▸ **EXCERPTED TEXT**

◇ ◇ ◇

Former Anne Arundel County Councilman Daryl Jones is asking the state’s highest court to return him to office.

Jones Asks Appeals Court To Reinstate His County Council Seat

The Maryland Court of Appeals is considering a petition by ousted Anne Arundel County Councilman Daryl Jones to return him to his District 1 seat.  The Appeals Court heard oral arguments regarding the petition Monday.

"I am pleased the court has taken the matter up," Jones said. "I am sure they will render a decision that is devoid of politics."

Jones' pleaded guilty in August 2011 to one misdemeanor count of failure to file a tax return. The plea was part of a deal with Maryland's U.S. attorney's office, which discovered that Jones owed more than $100,000 in back taxes from 2002 to 2006.

In January, County Council removed Jones from office a few days before he started serving a five-month sentence in a federal prison in South Carolina, saying his incarceration violated the county charter's residency requirement.

Jones sued, but a Circuit Court judge sided with Anne Arundel County. He then appealed the decision.

The case centered around three main themes: How the County Charter defines residency, whether Jones' was legally removed from office and whether Jones can legally ask for reinstatement.


County Council interpreted its charter's residency requirement as "actually living within the district"—a requirement that Jones' broke when he began serving his prison sentence.

"If you all you do is hold your domicile in the district and you live elsewhere for all practical purposes, you have not met that standard," county attorney David Plymyer said. "This was not a vacation; this was not an illness; this was an absence due to incarceration."

The county argued that the extended absence of one member would harm the work of County Council because its six remaining members could find themselves repeatedly deadlocked on legislation.

"He wasn't available as a consequence of his own misconduct to do his job," Plymyer said.

Jones' and his attorney Linda Schuett disagreed.

“Its interpretation files in the face of case-law which has established for over 100 years that a residency requirement for political office means that the elected official must be ‘domiciled’ in the district he represents,” according to Jones' petition.

Schuett argued that state lawmakers often spend one or more nights away from their districts, and that even the recent amendment to the county's charter requires an absence of more than six months.

Removal From Office

If the court defines residency as a domicile, then Jones' was illegally removed from office, Schuett said.

She referenced November's election as evidence, saying that the passage of a charter amendment establishing guidelines from removing a council member from office proved that the council had no prior legal framework.

◇ ◇ ◇

▸ **RECORDED INFORMATION**
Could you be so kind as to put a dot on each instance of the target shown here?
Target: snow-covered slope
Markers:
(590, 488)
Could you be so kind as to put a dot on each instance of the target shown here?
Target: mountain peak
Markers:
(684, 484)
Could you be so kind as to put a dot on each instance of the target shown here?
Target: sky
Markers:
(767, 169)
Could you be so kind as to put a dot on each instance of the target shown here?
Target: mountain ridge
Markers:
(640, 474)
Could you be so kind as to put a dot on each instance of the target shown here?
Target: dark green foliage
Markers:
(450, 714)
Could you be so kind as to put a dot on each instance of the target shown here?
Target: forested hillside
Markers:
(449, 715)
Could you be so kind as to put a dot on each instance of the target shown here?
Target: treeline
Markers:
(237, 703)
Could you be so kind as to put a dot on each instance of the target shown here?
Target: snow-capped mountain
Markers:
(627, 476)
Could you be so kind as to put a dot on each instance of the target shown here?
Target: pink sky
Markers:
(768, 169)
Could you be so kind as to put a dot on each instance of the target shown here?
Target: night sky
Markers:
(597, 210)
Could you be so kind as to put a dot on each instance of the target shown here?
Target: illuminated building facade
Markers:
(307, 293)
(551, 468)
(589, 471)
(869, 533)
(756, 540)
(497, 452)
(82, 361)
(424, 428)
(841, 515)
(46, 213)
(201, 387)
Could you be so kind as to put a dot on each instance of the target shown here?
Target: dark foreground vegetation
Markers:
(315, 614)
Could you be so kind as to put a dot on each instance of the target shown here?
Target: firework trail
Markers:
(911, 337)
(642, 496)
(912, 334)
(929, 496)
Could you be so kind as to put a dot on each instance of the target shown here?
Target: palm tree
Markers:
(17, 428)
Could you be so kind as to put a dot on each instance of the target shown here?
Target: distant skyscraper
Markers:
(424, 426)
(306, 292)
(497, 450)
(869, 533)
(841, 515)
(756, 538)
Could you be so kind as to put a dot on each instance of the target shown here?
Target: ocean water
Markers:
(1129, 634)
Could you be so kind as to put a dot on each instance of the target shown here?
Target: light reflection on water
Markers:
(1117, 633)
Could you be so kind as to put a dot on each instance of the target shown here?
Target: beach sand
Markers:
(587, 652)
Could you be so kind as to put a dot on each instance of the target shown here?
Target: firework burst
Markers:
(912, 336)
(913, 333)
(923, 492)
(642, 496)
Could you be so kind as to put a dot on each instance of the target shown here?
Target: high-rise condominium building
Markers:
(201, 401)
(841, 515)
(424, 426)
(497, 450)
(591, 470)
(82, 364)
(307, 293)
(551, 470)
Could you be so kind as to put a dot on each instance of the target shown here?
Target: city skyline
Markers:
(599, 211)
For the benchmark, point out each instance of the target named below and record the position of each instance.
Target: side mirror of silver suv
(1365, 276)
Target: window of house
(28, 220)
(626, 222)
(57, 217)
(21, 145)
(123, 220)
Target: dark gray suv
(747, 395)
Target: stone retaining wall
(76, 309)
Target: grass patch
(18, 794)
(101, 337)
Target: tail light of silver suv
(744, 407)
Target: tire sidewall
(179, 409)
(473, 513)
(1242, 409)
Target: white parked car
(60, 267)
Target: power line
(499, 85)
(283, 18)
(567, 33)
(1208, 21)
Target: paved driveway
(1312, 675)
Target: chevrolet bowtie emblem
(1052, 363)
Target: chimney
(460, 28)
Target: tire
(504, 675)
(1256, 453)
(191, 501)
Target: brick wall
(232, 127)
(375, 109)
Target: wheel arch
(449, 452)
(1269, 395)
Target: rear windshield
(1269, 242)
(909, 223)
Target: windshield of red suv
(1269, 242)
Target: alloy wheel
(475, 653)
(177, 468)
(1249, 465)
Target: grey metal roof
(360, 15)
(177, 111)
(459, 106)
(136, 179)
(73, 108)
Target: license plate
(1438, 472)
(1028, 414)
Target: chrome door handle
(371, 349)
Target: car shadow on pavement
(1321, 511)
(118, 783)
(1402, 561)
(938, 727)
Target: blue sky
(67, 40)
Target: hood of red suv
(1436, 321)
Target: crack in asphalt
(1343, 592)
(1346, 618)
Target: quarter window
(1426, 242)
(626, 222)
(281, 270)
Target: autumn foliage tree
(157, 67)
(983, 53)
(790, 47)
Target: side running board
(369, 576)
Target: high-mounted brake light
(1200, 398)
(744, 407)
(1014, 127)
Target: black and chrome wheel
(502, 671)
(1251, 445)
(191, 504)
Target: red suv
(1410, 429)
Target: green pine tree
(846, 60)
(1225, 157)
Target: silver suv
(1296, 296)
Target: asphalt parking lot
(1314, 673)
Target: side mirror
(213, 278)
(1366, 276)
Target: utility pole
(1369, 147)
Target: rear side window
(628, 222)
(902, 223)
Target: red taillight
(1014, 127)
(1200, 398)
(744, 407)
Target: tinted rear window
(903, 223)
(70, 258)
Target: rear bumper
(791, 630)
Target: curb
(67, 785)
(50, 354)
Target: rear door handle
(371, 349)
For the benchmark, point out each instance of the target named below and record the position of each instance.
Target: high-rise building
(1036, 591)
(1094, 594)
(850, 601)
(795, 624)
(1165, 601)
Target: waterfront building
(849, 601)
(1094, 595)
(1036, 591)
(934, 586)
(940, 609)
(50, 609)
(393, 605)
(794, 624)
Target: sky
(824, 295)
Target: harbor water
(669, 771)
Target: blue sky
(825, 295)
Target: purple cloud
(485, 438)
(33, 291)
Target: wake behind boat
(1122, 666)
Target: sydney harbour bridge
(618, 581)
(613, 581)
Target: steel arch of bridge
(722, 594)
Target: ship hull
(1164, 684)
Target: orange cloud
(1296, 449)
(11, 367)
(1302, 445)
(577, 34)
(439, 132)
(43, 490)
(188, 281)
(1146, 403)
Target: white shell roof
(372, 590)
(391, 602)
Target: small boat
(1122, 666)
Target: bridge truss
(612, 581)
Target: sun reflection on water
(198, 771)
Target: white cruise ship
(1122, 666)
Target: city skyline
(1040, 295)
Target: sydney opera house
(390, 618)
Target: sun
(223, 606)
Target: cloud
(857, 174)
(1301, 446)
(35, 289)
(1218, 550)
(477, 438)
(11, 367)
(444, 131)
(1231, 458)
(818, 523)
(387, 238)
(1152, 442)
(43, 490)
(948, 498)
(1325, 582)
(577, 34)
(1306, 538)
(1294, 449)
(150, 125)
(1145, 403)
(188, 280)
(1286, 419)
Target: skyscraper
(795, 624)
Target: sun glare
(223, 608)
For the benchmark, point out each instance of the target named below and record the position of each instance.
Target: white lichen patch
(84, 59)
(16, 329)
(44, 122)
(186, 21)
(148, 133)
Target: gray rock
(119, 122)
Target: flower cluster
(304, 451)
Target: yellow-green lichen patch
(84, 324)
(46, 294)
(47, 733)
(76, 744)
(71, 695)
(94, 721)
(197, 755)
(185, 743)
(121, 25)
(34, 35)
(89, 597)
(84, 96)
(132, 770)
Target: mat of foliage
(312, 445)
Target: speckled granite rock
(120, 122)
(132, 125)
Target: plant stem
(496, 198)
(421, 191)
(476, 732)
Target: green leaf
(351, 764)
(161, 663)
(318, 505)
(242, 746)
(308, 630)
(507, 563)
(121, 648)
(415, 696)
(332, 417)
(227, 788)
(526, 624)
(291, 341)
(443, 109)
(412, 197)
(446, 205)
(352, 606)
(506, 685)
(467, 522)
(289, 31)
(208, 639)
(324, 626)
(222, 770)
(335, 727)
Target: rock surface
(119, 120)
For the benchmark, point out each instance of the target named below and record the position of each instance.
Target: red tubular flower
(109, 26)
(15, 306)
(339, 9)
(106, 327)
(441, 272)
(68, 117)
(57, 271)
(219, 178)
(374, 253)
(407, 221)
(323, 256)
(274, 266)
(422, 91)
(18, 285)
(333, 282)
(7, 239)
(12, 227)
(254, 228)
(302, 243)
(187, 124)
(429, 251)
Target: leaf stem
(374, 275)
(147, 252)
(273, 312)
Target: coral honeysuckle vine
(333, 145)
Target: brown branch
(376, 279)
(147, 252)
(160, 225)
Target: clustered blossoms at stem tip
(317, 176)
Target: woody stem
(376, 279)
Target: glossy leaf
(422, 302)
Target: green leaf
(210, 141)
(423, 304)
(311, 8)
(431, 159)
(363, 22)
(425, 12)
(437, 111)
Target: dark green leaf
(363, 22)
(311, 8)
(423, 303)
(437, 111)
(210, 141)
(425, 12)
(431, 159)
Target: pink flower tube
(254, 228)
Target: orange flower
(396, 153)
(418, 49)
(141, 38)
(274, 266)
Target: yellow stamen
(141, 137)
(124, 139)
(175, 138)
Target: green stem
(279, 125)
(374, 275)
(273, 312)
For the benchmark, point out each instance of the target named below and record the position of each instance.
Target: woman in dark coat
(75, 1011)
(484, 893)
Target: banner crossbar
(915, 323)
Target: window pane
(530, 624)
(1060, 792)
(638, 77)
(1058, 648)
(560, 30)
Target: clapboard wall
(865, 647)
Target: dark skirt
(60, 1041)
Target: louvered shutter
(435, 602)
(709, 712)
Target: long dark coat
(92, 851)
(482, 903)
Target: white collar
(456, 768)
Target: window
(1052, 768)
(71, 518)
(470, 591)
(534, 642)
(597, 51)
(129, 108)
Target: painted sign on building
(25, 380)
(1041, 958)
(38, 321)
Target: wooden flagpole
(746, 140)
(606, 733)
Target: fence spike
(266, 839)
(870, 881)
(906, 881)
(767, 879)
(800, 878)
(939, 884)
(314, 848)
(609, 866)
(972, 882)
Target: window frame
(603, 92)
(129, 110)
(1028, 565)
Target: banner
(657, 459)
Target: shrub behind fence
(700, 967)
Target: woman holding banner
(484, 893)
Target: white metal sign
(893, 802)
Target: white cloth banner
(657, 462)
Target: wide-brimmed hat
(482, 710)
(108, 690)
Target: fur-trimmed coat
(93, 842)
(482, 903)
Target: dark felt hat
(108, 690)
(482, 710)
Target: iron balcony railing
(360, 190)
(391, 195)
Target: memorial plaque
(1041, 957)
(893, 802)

◇ ◇ ◇

▸ **WRITTEN REQUEST A**
List every person named in the article about Daryl Jones's petition for reinstatement.
▸ **WRITTEN REQUEST B**
Reproduce the part of the article about Daryl Jones's petition between "Jones' and his" and "prior legal framework.", inclusive.

▸ **TASK RESULT A**
Daryl Jones
David Plymyer
Linda Schuett

▸ **TASK RESULT B**
Jones' and his attorney Linda Schuett disagreed.

“Its interpretation files in the face of case-law which has established for over 100 years that a residency requirement for political office means that the elected official must be ‘domiciled’ in the district he represents,” according to Jones' petition.

Schuett argued that state lawmakers often spend one or more nights away from their districts, and that even the recent amendment to the county's charter requires an absence of more than six months.

Removal From Office

If the court defines residency as a domicile, then Jones' was illegally removed from office, Schuett said.

She referenced November's election as evidence, saying that the passage of a charter amendment establishing guidelines from removing a council member from office proved that the council had no prior legal framework.